> **Work request 1**: In the e-bike thread, rewrite the paragraph that begins "Long time Mt biker" as a short bulleted list, keeping its main facts.
> **Work request 2**:
Decide whether each statement agrees with the e-bike thread. Answer yes or no for each, and quote the exact words from the e-bike thread that settle it.
(a) The first poster bought a Turbo Levo two weeks ago.
(b) The second poster is sure the e-bike is making them a better rider.
(c) The first poster says the e-bike works the quads as much as a regular bike.
> **Work request 3**: Output the e-bike thread from "I Ride my regular" up to and including "keep riding it.".

> **Excerpted text**:

========================================================================

# E bike making you a better rider?



## motoadve (Nov 14, 2004)

Long time Mt biker and former Pro Moto enduro racer.
Usually ride 4 times per week, now with the e bike that changed to 6 times per week.
Bought a Turbo Levo 2 weeks ago.
I Ride my regular Mt bike in the morning and the e bike in the afternoon.
Or make just an e bike ride triple in length and climb than my regular ride.

Takes discipline to ride my regular bike now, e bike is so much more fun.
But I have a bad knee and e bike dont work the quads as my regular bike, so I need to keep riding it.

E bike is cheating if you go slow, not compatible with regular Mt bikes, if you push it you work hard.


----------



## squashyo (Oct 28, 2003)

I imagine it will help you keep your downhill skills tuned up. I'm doing mad long DH runs with the assistance. Not sure if it's making me a better rider though. But definitely logging far more miles per week.

OH and...I am definitely losing fitness. I am feeling the pain far more on regular rides on reg. bikes. Could just be me though. I atrophy like a mother.

========================================================================

> **Data under study**:
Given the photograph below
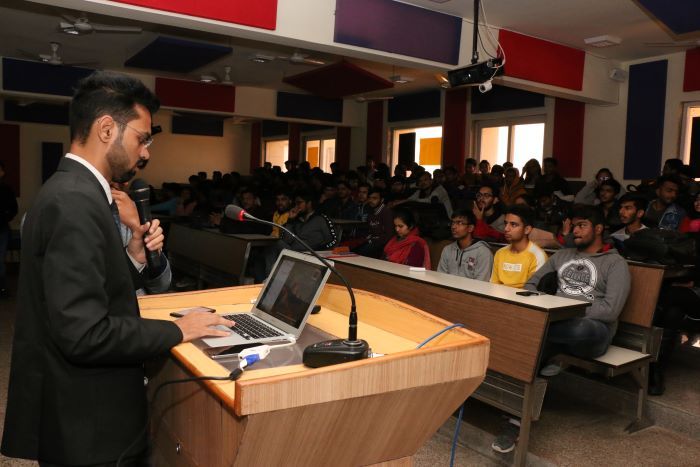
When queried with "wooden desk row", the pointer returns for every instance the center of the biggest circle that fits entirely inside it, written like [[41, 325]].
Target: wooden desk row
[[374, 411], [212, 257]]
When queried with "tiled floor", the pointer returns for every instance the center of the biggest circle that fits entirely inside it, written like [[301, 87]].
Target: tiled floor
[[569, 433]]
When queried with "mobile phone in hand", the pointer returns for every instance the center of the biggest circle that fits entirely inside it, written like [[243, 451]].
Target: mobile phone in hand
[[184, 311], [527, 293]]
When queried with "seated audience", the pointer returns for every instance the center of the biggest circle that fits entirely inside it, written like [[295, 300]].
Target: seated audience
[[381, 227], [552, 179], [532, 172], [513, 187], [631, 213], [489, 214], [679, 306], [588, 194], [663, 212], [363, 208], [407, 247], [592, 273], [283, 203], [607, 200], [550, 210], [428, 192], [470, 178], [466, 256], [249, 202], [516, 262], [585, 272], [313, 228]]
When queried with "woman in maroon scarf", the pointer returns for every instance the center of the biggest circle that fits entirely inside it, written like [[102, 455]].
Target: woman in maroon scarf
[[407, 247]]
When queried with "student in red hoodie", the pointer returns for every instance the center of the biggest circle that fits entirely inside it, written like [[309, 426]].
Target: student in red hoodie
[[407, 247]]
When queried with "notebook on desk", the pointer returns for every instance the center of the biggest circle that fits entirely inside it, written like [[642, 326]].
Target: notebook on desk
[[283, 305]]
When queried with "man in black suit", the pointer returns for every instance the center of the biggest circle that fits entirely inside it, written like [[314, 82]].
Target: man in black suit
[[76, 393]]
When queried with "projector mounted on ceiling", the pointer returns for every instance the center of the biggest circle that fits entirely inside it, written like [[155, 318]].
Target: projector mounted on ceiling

========================================================================

> **Answer 1**:
- Long-time mountain biker and former pro moto enduro racer
- Used to ride 4 times per week; with the e-bike, now rides 6 times per week
- Bought a Turbo Levo 2 weeks ago
- Rides the regular mountain bike in the morning and the e-bike in the afternoon
- Alternatively, does a single e-bike ride with triple the length and climbing of the regular ride

> **Answer 2**:
(a) Yes: "Bought a Turbo Levo 2 weeks ago."
(b) No: "Not sure if it's making me a better rider though."
(c) No: "e bike dont work the quads as my regular bike"

> **Answer 3**:
I Ride my regular Mt bike in the morning and the e bike in the afternoon.
Or make just an e bike ride triple in length and climb than my regular ride.

Takes discipline to ride my regular bike now, e bike is so much more fun.
But I have a bad knee and e bike dont work the quads as my regular bike, so I need to keep riding it.